WHAT THIS TASK INVOLVES: Transcribe word for word the section of the records below that opens with the line containing "Target: willow tree" and closes with the line containing "Target: building"; drop every picture.
** SUPPLIED RECORDS follows **
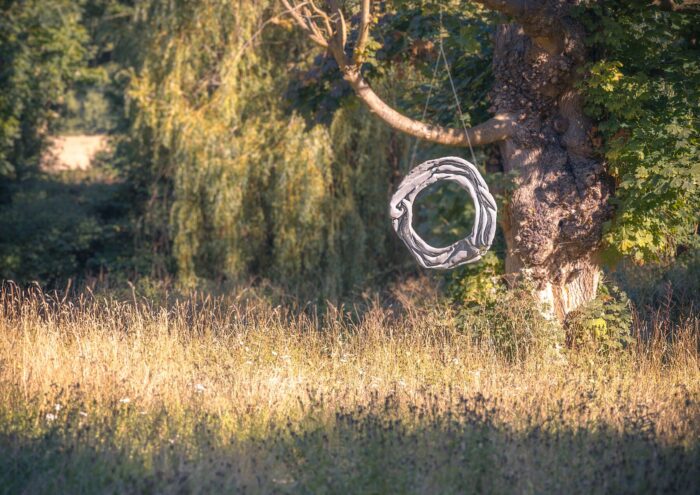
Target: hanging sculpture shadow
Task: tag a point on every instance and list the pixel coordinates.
(467, 250)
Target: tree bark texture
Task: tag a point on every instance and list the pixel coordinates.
(553, 219)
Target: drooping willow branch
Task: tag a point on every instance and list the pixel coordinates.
(329, 31)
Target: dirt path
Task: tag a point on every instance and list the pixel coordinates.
(72, 152)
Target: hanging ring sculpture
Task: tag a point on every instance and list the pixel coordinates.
(467, 250)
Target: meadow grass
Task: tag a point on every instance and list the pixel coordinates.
(233, 394)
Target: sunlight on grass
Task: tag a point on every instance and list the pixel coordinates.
(233, 394)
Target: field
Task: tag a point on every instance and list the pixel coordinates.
(235, 394)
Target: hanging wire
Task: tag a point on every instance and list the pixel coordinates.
(454, 92)
(425, 107)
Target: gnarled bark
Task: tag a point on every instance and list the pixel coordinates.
(553, 220)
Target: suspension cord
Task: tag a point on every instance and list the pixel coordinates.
(425, 107)
(454, 92)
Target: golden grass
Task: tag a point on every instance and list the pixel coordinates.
(233, 394)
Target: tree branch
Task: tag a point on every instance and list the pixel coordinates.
(495, 129)
(305, 23)
(363, 34)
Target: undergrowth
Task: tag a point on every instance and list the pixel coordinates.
(234, 394)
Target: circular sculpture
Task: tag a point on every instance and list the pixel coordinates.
(467, 250)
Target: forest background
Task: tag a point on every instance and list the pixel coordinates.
(238, 154)
(219, 303)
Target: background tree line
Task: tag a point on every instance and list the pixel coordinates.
(239, 152)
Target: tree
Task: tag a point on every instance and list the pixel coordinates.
(42, 52)
(554, 219)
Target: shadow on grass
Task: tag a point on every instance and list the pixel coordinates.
(379, 447)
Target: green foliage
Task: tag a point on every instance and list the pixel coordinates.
(507, 320)
(248, 188)
(604, 324)
(43, 51)
(58, 228)
(644, 90)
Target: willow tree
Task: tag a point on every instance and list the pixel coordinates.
(554, 218)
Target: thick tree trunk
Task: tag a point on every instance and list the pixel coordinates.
(553, 219)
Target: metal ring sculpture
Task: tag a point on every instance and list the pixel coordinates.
(467, 250)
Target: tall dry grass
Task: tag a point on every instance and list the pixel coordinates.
(233, 394)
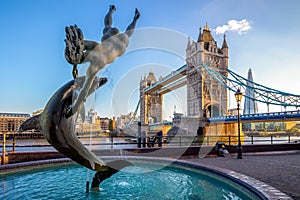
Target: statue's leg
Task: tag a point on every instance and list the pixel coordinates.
(108, 19)
(130, 29)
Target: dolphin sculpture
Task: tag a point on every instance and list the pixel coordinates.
(59, 129)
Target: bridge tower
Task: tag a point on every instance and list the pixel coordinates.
(151, 104)
(205, 96)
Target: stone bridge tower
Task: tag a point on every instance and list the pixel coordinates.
(150, 103)
(205, 96)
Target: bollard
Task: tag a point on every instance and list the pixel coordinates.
(14, 143)
(4, 161)
(139, 141)
(112, 142)
(271, 139)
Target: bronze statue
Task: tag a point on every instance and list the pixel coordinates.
(57, 122)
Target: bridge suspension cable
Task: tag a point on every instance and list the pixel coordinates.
(135, 112)
(262, 93)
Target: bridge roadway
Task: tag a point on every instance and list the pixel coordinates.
(260, 117)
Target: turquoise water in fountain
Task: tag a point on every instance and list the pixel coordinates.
(141, 181)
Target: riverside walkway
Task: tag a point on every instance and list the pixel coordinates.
(278, 169)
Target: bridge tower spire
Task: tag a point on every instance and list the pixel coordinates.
(205, 96)
(150, 103)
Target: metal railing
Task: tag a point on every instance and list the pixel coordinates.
(102, 142)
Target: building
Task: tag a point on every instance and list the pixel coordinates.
(10, 122)
(104, 123)
(205, 96)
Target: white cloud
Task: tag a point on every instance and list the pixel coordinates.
(235, 26)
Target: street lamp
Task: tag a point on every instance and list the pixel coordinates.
(238, 96)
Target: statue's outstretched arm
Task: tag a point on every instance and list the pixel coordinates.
(130, 29)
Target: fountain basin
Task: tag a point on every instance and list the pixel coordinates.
(149, 178)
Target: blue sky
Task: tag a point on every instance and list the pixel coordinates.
(32, 59)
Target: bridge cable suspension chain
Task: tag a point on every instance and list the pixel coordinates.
(262, 93)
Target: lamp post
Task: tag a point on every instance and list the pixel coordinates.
(238, 96)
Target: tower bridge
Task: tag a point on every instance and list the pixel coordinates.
(205, 75)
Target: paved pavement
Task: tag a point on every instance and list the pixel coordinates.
(278, 169)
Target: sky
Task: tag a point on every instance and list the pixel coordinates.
(261, 34)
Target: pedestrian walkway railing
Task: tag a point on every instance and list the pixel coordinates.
(108, 142)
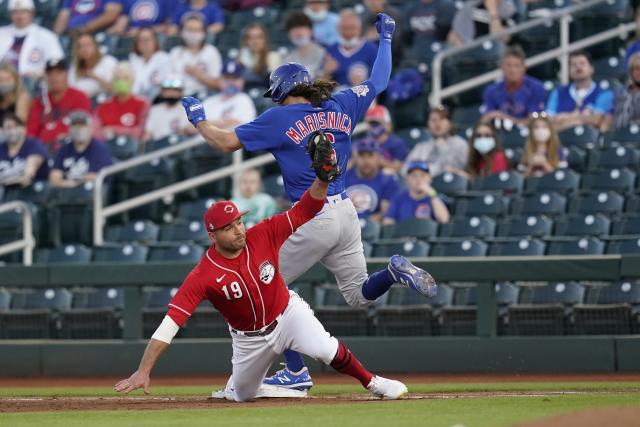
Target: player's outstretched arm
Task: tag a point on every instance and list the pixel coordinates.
(217, 138)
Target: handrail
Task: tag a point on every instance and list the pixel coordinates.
(564, 15)
(27, 243)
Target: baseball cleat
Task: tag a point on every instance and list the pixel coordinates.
(409, 275)
(284, 378)
(386, 388)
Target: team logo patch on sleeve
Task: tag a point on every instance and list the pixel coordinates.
(267, 271)
(360, 90)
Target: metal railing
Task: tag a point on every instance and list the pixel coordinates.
(27, 243)
(561, 53)
(101, 212)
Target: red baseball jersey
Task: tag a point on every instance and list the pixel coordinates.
(248, 290)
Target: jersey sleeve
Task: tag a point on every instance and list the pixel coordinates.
(259, 133)
(355, 101)
(186, 300)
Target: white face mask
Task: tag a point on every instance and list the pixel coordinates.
(542, 134)
(484, 144)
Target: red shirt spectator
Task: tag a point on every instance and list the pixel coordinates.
(47, 118)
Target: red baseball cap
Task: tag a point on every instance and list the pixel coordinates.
(220, 214)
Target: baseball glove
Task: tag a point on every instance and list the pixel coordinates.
(323, 157)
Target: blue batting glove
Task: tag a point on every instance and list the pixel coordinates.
(385, 25)
(194, 109)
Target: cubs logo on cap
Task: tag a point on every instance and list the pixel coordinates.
(221, 214)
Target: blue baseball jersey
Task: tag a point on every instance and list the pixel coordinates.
(283, 132)
(366, 194)
(403, 206)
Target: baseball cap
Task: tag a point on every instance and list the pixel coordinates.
(417, 165)
(56, 64)
(379, 114)
(21, 5)
(367, 145)
(220, 214)
(233, 68)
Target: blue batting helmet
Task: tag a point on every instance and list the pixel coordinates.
(284, 78)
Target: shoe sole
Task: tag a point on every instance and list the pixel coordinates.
(423, 282)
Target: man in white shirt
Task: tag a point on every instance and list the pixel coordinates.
(26, 45)
(231, 107)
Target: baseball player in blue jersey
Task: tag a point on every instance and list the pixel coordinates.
(333, 236)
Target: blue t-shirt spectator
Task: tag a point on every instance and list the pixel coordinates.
(403, 207)
(75, 165)
(528, 98)
(14, 167)
(565, 99)
(362, 57)
(82, 12)
(366, 194)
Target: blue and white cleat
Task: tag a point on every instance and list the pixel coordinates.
(409, 275)
(293, 380)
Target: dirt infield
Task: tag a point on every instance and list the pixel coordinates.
(38, 404)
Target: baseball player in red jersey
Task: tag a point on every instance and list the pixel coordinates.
(240, 276)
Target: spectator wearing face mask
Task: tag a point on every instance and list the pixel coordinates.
(325, 22)
(167, 117)
(197, 63)
(82, 157)
(22, 160)
(393, 149)
(485, 153)
(124, 113)
(306, 51)
(420, 200)
(353, 50)
(231, 107)
(542, 152)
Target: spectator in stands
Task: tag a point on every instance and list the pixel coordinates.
(485, 153)
(88, 16)
(26, 45)
(429, 21)
(627, 100)
(22, 160)
(444, 151)
(582, 102)
(124, 113)
(14, 98)
(196, 62)
(420, 200)
(82, 157)
(48, 116)
(137, 14)
(150, 64)
(91, 71)
(167, 117)
(306, 52)
(517, 95)
(325, 22)
(542, 152)
(256, 56)
(231, 107)
(353, 50)
(258, 204)
(478, 18)
(369, 189)
(393, 149)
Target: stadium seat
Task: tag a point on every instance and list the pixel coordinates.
(480, 227)
(121, 253)
(582, 246)
(466, 247)
(524, 226)
(144, 232)
(584, 225)
(521, 247)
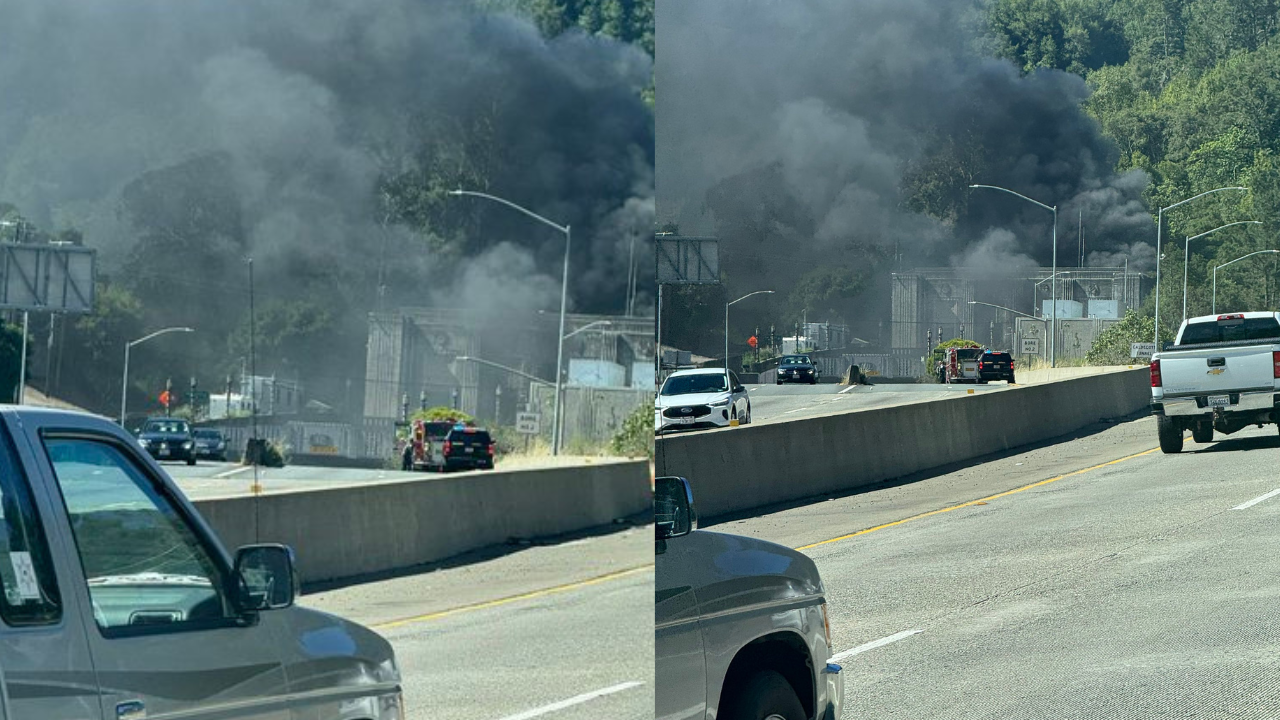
** End of SUPPLIED RECORDS **
ANSWER BOX:
Target: willow tree
Task: tag a point on every instance and list the pixel coordinates.
(554, 218)
Target: thick tree trunk
Task: tag a point on every instance and list the pixel coordinates.
(553, 219)
Target: metal ring sculpture
Task: tag a point on every instance and list the pixel coordinates.
(467, 250)
Target: tall dry grass
Task: tag a point on every instance and list the pixel coordinates.
(233, 394)
Target: statue's leg
Task: tag a point on every instance and list the pixel coordinates.
(108, 19)
(130, 29)
Target: dolphin sculpture
Task: tag a point on every instance and list the pixel coordinates.
(59, 129)
Target: bridge tower
Task: tag a point on every instance and list the pixel coordinates.
(151, 104)
(205, 96)
Target: stone bridge tower
Task: tag a point on every instance and list the pixel coordinates.
(150, 103)
(205, 96)
Target: bollard
Task: tag a point on every instance and list the pixel coordinates.
(14, 143)
(4, 161)
(139, 141)
(112, 142)
(271, 139)
Target: bronze statue
Task: tag a point on every instance and list the pixel coordinates.
(57, 122)
Target: bridge suspension cable
Task: tag a point on every instance and list the pixel coordinates.
(135, 112)
(262, 93)
Target: bridge roadway
Task: tag a point on every instance and list the pixel coordinates.
(260, 117)
Target: turquoise water in fountain
Task: tag a point on every instance and list the pixel coordinates.
(141, 181)
Target: riverside walkway
Task: tag a point on every instance and list the pixel coordinates.
(278, 169)
Target: bridge tower spire
Task: tag a point on every instance and list the pixel coordinates.
(205, 96)
(150, 103)
Target: metal railing
Task: tag a point on every instance and list the pixel coordinates.
(102, 142)
Target: building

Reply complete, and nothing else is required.